- [JOB 1]: Decide whether each statement below agrees with the intellectual property text: (a) In Australia, an author must apply to obtain copyright; (b) copyright for films lasts 70 years after they are released; (c) copyright protects ideas. Answer each with yes or no and quote the deciding words of the text.
- [JOB 2]: Repeat the stretch of the intellectual property text from "If you are an" through "owns the copyright.", word for word.

Understanding intellectual property
It’s important to know your rights as an author on a work, whether it’s a written story or any other product. You can get help if someone is using your work inappropriately.
Copyright is an automatic right given to the author of written works, films, music, artworks, computer programs and compilations of other works (like a journal or CD compilation). It doesn’t protect ideas, but it protects a specific work where ideas are expressed.
There is no need to apply for copyright in Australia. It is automatic. If you want to record the copyright details, you can add a copyright notice with the author’s name and date. This may discourage people from using your intellectual property.
In Australia, copyright for most works lasts for 70 years after the author’s death. For films, sound recordings and broadcasts, it lasts 70 years after they are released.
One purpose of copyright is to encourage creativity by allowing the creator to make money from their work. Owning copyright gives someone a lot of control for what an artwork can be used for.
The author usually holds copyright, but it can be assigned to someone, sold to someone, or shared between two or more authors who worked together on the work. If you share copyright with someone, it means you can’t licence it out or republish it without the other person’s permission.
Traditional Owners can benefit from having control over how a work is used and could receive income from licensing the copyright, but the creator of original art also deserves recognition and rights for their work. You should seek an agreement that benefits all.
Copyright and Traditional Cultural Expressions
Often, the copyright owner is a different person to the Traditional Custodian of a Traditional Cultural Expression. For example, if a traditional story is adapted for a novel, the novelist will own the copyright – unless there is a written agreement saying otherwise. The copyright owner will have the right to say yes or no to other people who want to use their story. But what if the traditional story was sacred, and Customary Law says it should not be shared with others?
This can create situations where Traditional Custodians do not have the right to use works that represent their own culture.
Many videos, photos and written descriptions around today were created during a time when Aboriginal and Torres Strait Islander cultures were seen as free for the taking. If you are using older works, we highly recommend talking to the Traditional Custodians even if it is not legally required for copyright. When creating new works, think carefully about who should have control over how the work is used in the future. Put all agreements in writing.
Recommendation: When the copyright owner of an existing work is different to the Traditional Custodian, both parties should be approached equally to gain the right to use or display copyright material.
Recommendation: All new works containing Aboriginal and Torres Strait Islander Traditional Cultural Expressions should assign or share copyright with Aboriginal and Torres Strait Islander participants wherever possible.
The people who create copyrighted material can decide who will own the rights once it is created. For example, an author on magazine article may be asked to assign copyright to the publisher of the magazine. This agreement will be recorded in writing, and signed. A songwriter may agree that a music publisher will own copyright for future songs, in return for a share of the income. In this case, the author is no longer the owner of copyright.
If you are an employee of a university, check their intellectual property policy to find out who owns copyright. Usually when you create works as part of your employment, your employer owns the copyright.

Records from a data collection:
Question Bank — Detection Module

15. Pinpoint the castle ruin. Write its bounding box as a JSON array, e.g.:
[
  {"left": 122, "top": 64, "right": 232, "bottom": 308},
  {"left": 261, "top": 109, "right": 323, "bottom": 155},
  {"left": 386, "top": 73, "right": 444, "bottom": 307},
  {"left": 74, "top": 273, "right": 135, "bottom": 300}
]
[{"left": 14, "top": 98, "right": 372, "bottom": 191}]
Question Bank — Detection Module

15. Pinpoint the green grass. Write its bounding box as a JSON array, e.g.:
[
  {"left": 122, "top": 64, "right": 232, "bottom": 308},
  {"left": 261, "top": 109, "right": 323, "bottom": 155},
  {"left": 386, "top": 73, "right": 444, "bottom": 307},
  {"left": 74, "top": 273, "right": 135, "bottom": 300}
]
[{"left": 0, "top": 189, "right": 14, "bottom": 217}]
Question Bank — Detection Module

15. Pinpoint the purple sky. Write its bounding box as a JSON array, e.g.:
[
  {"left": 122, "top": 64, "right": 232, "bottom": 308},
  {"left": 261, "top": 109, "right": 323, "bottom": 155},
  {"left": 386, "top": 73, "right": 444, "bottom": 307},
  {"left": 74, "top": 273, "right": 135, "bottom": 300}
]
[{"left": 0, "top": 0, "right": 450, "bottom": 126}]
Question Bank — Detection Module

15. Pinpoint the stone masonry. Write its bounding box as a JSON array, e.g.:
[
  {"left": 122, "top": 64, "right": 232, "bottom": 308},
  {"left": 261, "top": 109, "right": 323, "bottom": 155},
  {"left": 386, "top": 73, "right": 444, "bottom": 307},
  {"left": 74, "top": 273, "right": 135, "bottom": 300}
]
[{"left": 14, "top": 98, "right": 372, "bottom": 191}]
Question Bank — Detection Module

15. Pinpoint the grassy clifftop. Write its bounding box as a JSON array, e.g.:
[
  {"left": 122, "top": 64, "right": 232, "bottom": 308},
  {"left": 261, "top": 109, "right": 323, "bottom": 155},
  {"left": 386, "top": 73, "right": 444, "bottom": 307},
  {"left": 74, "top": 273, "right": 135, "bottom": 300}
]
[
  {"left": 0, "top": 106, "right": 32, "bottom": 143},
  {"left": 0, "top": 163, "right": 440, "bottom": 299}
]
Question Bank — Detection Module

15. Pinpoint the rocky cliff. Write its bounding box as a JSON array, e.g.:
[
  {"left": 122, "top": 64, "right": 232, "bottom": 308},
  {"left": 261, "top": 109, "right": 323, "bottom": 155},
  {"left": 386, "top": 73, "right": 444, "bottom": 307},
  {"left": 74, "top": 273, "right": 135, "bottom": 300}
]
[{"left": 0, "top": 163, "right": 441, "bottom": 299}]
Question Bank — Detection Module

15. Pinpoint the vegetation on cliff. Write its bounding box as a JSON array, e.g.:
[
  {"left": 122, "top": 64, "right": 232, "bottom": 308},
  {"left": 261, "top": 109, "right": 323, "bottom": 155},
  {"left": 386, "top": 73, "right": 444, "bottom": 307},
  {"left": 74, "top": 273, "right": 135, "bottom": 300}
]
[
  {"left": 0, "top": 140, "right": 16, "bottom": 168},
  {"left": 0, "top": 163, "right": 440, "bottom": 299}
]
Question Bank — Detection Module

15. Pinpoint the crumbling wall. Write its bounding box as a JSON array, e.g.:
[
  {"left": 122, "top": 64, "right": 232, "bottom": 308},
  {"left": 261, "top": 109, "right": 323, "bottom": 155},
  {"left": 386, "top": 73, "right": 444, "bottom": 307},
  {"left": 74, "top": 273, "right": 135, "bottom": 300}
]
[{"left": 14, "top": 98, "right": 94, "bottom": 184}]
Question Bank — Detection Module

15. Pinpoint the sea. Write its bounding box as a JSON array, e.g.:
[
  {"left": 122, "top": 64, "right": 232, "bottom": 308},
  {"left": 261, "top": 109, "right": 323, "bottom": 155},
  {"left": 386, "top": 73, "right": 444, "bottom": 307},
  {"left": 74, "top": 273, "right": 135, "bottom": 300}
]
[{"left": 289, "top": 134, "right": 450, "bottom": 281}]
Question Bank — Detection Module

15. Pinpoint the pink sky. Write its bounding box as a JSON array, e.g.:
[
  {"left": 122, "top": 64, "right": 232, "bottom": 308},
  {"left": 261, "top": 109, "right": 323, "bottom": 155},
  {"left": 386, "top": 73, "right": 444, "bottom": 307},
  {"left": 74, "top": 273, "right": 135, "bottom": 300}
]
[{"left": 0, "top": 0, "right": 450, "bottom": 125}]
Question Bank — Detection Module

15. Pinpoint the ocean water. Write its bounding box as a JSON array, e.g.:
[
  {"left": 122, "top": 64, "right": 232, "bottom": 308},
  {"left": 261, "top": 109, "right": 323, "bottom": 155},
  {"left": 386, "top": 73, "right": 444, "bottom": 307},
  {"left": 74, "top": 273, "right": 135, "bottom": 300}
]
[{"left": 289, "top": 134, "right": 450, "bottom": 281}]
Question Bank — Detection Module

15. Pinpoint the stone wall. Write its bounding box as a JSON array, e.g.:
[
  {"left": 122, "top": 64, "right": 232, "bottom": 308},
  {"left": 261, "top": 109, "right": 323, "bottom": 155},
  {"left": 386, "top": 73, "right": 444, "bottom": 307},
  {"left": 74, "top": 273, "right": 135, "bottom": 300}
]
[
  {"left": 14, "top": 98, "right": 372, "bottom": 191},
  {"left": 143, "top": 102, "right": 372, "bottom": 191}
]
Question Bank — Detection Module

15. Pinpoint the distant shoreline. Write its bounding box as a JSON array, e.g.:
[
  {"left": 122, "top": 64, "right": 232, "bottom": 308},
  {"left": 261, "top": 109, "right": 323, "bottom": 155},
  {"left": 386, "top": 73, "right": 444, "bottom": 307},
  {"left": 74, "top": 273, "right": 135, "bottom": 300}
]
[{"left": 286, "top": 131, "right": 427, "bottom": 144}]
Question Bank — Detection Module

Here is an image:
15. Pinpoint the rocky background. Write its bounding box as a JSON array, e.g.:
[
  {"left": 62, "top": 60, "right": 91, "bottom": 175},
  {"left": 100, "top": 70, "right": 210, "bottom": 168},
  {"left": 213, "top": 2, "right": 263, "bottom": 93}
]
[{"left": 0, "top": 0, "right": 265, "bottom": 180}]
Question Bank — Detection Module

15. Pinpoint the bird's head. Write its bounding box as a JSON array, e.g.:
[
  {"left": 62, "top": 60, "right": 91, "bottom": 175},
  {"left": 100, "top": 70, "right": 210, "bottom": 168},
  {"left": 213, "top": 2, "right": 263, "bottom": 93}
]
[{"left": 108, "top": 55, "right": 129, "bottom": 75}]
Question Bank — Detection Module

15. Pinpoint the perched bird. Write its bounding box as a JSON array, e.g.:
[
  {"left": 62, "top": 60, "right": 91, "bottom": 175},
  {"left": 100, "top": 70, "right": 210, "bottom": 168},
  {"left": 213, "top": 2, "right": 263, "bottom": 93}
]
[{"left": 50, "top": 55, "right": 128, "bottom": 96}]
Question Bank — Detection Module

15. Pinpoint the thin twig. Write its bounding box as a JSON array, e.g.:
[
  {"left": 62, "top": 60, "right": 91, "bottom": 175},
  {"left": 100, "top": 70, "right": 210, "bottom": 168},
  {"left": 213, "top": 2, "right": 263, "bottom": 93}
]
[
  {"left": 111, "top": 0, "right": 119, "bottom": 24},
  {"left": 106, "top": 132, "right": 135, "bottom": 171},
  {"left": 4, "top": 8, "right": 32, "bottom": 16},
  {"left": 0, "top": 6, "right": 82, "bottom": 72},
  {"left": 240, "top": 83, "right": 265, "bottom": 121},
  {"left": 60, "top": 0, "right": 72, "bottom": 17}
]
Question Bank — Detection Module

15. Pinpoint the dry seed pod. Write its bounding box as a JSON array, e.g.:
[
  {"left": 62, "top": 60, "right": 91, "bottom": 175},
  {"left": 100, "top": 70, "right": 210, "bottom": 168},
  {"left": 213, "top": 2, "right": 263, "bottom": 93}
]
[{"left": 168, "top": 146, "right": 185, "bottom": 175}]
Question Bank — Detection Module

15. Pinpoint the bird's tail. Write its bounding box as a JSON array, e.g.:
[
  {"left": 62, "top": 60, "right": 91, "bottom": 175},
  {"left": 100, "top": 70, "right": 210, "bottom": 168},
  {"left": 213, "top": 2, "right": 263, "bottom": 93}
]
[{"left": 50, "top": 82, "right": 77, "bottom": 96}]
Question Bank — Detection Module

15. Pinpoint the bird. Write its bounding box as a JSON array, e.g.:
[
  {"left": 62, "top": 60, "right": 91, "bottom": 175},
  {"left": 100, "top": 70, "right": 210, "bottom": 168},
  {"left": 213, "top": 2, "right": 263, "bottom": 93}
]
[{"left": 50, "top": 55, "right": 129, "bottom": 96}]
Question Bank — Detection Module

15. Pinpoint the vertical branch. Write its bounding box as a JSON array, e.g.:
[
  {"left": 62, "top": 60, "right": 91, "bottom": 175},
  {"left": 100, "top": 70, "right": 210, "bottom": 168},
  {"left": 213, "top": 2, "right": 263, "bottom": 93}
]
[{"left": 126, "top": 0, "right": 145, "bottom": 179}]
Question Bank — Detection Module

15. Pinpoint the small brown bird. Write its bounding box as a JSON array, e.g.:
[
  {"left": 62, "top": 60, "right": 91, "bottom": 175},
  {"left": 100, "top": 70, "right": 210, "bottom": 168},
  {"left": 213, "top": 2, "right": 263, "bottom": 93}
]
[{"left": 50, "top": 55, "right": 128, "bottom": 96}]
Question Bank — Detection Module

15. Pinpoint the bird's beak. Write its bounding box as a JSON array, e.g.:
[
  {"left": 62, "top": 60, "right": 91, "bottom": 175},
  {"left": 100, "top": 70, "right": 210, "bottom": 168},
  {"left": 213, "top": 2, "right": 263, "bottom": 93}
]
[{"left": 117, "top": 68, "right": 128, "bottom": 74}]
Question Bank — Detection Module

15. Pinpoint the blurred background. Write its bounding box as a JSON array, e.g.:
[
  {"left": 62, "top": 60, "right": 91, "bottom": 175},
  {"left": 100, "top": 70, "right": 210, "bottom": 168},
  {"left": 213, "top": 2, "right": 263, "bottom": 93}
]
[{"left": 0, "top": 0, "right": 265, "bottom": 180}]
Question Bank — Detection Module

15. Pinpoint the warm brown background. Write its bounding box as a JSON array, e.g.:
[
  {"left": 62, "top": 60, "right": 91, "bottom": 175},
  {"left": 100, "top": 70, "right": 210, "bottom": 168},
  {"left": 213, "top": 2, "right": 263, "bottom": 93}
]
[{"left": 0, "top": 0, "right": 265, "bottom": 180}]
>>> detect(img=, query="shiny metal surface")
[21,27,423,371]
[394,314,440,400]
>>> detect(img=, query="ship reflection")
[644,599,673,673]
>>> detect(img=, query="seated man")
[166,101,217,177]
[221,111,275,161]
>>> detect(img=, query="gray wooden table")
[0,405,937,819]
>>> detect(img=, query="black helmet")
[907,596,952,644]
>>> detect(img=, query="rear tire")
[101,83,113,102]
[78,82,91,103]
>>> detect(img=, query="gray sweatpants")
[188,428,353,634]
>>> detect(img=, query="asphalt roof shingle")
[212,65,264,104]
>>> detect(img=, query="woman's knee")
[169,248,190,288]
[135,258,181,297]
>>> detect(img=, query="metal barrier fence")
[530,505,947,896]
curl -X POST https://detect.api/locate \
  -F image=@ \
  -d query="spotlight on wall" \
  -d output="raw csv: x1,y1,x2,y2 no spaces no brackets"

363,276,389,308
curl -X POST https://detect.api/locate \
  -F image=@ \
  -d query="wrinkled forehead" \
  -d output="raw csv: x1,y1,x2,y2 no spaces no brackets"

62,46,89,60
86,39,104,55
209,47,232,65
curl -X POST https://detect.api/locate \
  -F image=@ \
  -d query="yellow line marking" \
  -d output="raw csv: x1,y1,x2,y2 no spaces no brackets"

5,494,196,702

- [PROBLEM SOLUTION 1]:
(a) No: "There is no need to apply for copyright in Australia."
(b) Yes: "For films, sound recordings and broadcasts, it lasts 70 years after they are released."
(c) No: "It doesn’t protect ideas, but it protects a specific work where ideas are expressed."

- [PROBLEM SOLUTION 2]:
If you are an employee of a university, check their intellectual property policy to find out who owns copyright. Usually when you create works as part of your employment, your employer owns the copyright.